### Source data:
■ ■ ■
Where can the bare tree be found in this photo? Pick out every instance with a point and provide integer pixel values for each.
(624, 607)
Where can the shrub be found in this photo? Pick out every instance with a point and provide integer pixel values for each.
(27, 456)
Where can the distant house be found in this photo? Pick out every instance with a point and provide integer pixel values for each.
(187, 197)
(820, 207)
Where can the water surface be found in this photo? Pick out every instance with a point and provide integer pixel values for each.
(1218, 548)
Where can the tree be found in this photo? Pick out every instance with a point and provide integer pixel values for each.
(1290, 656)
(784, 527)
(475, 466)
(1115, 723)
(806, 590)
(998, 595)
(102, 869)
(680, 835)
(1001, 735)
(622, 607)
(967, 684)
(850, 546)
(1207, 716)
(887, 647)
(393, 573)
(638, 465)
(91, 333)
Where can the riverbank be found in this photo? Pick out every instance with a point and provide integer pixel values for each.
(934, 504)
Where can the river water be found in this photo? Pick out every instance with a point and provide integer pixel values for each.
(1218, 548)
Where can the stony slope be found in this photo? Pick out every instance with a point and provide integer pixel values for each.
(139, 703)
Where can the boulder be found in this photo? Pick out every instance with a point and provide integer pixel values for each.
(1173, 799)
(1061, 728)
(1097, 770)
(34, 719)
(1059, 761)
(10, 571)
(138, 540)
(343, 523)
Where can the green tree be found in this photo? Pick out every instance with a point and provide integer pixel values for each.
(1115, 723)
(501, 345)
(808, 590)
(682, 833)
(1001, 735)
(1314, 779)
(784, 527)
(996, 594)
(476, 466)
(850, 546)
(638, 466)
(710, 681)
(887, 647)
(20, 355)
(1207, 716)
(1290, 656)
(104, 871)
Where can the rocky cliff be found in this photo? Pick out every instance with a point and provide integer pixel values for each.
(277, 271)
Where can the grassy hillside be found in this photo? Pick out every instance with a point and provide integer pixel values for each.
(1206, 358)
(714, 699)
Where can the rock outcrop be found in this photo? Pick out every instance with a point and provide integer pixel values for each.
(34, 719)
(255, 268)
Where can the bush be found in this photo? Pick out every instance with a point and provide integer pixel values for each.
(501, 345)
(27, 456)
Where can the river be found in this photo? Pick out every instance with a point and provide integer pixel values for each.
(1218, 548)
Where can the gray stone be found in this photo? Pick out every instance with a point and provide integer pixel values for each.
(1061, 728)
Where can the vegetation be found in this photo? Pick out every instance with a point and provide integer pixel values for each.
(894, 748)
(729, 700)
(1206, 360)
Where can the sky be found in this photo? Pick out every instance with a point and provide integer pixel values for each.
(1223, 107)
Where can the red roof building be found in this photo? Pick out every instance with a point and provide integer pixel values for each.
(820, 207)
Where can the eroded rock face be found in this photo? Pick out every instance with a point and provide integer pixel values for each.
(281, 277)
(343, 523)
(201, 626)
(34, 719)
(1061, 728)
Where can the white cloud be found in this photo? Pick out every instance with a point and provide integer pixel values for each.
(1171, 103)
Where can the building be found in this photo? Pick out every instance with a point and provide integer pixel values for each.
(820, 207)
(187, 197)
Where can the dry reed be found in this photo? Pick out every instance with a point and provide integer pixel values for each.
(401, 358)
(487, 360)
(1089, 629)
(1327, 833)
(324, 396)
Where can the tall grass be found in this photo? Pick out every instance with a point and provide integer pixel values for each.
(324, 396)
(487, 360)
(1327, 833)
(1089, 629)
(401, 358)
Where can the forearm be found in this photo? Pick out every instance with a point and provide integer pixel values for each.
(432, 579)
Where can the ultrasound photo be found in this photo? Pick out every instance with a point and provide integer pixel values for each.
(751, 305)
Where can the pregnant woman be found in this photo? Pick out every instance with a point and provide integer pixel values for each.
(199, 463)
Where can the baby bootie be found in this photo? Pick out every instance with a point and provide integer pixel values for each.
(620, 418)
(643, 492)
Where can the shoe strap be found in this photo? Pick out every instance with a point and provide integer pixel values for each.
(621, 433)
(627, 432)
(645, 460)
■ ■ ■
Only the lines from the one containing "Where can the forearm" through the last line above belong in your answer. Retype them exactly.

### SOLUTION TO THE PROBLEM:
Where can the forearm be found in this photo? Pick out every instance with a point and provide integer pixel values for each.
(432, 579)
Where can the ultrasound photo be found in this photo? Pick out every instance with a point and provide integer pixel values for each.
(751, 305)
Where can the pregnant woman be found in this photo? Pick out every instance with a point and provide integer pixel values for each.
(199, 463)
Where can the baby bootie be found in this photo? Pick out every instance with a point and provide integer pixel values for each.
(620, 418)
(643, 492)
Where can the shoe strap be found in this photo? Pick out every instance with a point and provide integer pixel values for each.
(621, 433)
(627, 432)
(645, 460)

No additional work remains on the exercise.